┌────────

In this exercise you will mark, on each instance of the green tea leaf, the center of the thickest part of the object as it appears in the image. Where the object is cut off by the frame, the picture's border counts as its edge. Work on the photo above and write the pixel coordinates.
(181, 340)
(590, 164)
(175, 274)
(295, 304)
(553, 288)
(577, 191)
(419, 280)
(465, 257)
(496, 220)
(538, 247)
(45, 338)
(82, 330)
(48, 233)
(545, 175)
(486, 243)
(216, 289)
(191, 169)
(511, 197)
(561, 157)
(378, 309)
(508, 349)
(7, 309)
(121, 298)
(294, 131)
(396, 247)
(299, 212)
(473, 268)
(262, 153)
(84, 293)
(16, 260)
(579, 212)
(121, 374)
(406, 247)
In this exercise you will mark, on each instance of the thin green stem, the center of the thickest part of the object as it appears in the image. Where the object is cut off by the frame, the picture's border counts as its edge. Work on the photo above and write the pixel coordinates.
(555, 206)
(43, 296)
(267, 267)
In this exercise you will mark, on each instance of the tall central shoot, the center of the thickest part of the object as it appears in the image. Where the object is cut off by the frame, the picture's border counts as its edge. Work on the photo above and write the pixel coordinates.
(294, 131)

└────────

#### [DIRECTIONS]
Write out the data again in full. Match it exactly.

#### [EXERCISE ANSWER]
In this exercise you will mark, on each instance of the green tea leaf, the center of the thickest part of the object as it appears in the image. Where the object is cut off by the frame, the picture's border counts as its edge. Work on the photo above and write the pixel coordinates.
(181, 340)
(590, 164)
(175, 274)
(295, 304)
(553, 288)
(577, 191)
(419, 280)
(465, 257)
(496, 220)
(538, 247)
(45, 338)
(82, 330)
(48, 233)
(545, 175)
(486, 243)
(216, 289)
(191, 169)
(511, 197)
(561, 157)
(378, 309)
(508, 349)
(7, 309)
(121, 298)
(294, 131)
(396, 247)
(299, 212)
(473, 268)
(262, 153)
(84, 293)
(16, 260)
(579, 212)
(121, 374)
(406, 247)
In this exercise you will mark, on each instance of the thin green stem, the center of the thickest part of the object as it appears in the image. Where the object is cut off by the frame, the picture's border counts as its edge. Work on the photo above and write the pixel coordinates.
(555, 206)
(43, 296)
(267, 267)
In this exercise you will mark, on each instance of the tall central shoot, the center of the thickest part of the object as it appears in the image. Where the object is cut off by the frame, the picture's border counts as its edge. Work on the photo above and write the pixel coordinates.
(294, 131)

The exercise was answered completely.